## Data for processing
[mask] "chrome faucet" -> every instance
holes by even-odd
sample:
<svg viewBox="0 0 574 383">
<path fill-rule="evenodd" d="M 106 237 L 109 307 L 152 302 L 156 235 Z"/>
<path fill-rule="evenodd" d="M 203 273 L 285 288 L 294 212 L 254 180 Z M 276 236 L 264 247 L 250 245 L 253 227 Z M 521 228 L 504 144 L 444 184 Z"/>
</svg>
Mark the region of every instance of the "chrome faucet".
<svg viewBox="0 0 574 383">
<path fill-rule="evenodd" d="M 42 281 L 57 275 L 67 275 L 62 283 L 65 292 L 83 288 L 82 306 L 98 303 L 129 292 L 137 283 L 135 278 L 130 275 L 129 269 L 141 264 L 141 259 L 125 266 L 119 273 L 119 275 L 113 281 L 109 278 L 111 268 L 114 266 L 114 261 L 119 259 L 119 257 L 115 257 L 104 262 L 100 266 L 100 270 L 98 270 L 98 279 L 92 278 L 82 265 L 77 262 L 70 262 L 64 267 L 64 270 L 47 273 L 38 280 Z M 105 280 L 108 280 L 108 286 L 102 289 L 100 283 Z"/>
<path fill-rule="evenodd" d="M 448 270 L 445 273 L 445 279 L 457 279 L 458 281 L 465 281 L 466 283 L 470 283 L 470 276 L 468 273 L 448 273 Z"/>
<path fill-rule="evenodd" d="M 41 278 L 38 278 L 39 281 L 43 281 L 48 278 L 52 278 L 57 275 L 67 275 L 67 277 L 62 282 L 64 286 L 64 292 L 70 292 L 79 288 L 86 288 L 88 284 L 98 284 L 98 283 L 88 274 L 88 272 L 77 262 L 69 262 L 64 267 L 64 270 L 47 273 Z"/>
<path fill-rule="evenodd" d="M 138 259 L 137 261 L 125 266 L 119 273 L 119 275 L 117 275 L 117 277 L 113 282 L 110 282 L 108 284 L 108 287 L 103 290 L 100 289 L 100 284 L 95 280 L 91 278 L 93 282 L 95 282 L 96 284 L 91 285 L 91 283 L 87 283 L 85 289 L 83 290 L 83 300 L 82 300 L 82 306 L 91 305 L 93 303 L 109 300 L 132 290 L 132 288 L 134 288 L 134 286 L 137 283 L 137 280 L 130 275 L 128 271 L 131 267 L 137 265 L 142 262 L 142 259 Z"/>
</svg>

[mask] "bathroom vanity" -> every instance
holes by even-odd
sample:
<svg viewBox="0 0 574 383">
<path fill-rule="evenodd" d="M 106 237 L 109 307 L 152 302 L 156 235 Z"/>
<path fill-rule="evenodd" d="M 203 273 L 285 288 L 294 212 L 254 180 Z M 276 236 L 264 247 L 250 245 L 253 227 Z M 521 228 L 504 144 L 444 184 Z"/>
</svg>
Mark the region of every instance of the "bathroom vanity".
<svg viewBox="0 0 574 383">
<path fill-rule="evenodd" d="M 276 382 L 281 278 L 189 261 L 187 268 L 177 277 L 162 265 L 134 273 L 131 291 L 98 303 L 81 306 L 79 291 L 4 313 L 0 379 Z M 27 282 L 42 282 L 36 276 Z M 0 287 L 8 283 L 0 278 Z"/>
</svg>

## Task
From the listing above, extract every line exactly as it stands.

## Expected answer
[mask] "chrome faucet" -> every instance
holes by even-odd
sample:
<svg viewBox="0 0 574 383">
<path fill-rule="evenodd" d="M 106 237 L 109 307 L 152 302 L 156 235 Z"/>
<path fill-rule="evenodd" d="M 203 273 L 285 288 L 294 212 L 254 180 Z M 276 236 L 264 247 L 250 245 L 253 227 Z M 521 228 L 504 144 L 444 184 Z"/>
</svg>
Mark the region of every instance of the "chrome faucet".
<svg viewBox="0 0 574 383">
<path fill-rule="evenodd" d="M 42 281 L 57 275 L 67 275 L 62 283 L 65 292 L 83 288 L 82 306 L 98 303 L 129 292 L 137 283 L 135 278 L 130 275 L 129 269 L 141 264 L 141 259 L 125 266 L 119 273 L 119 275 L 113 281 L 109 278 L 111 268 L 114 266 L 114 261 L 119 259 L 119 257 L 115 257 L 104 262 L 100 266 L 100 270 L 98 270 L 98 279 L 92 278 L 82 265 L 77 262 L 70 262 L 64 267 L 64 270 L 47 273 L 38 280 Z M 105 280 L 108 280 L 108 286 L 102 289 L 100 283 Z"/>
<path fill-rule="evenodd" d="M 448 270 L 445 273 L 445 279 L 457 279 L 458 281 L 465 281 L 466 283 L 470 283 L 470 276 L 468 273 L 448 273 Z"/>
<path fill-rule="evenodd" d="M 41 278 L 38 278 L 39 281 L 43 281 L 48 278 L 52 278 L 57 275 L 67 275 L 67 277 L 62 282 L 64 286 L 64 292 L 70 292 L 79 288 L 86 288 L 88 284 L 98 284 L 98 283 L 88 274 L 88 272 L 77 262 L 69 262 L 64 267 L 64 270 L 47 273 Z"/>
<path fill-rule="evenodd" d="M 138 259 L 137 261 L 125 266 L 119 273 L 119 275 L 117 275 L 117 277 L 113 282 L 110 282 L 108 284 L 108 287 L 103 290 L 100 289 L 100 284 L 95 280 L 91 278 L 93 282 L 95 282 L 96 284 L 91 285 L 91 283 L 87 283 L 85 289 L 83 290 L 83 300 L 82 300 L 82 306 L 91 305 L 93 303 L 109 300 L 132 290 L 132 288 L 134 288 L 134 286 L 137 283 L 137 280 L 130 275 L 128 271 L 131 267 L 137 265 L 142 262 L 142 259 Z"/>
</svg>

[mask] "bathroom vanity" -> every instance
holes by even-odd
sample:
<svg viewBox="0 0 574 383">
<path fill-rule="evenodd" d="M 106 237 L 109 307 L 152 302 L 156 235 Z"/>
<path fill-rule="evenodd" d="M 203 273 L 285 288 L 294 212 L 254 180 Z M 276 236 L 264 247 L 250 245 L 253 227 Z M 521 228 L 504 144 L 444 184 Z"/>
</svg>
Mark the region of every instance of the "bathroom vanity".
<svg viewBox="0 0 574 383">
<path fill-rule="evenodd" d="M 276 382 L 281 278 L 189 261 L 187 268 L 177 277 L 162 265 L 134 273 L 131 291 L 98 303 L 81 306 L 79 291 L 4 313 L 0 379 Z M 27 282 L 42 282 L 36 276 Z M 0 287 L 8 283 L 0 278 Z"/>
</svg>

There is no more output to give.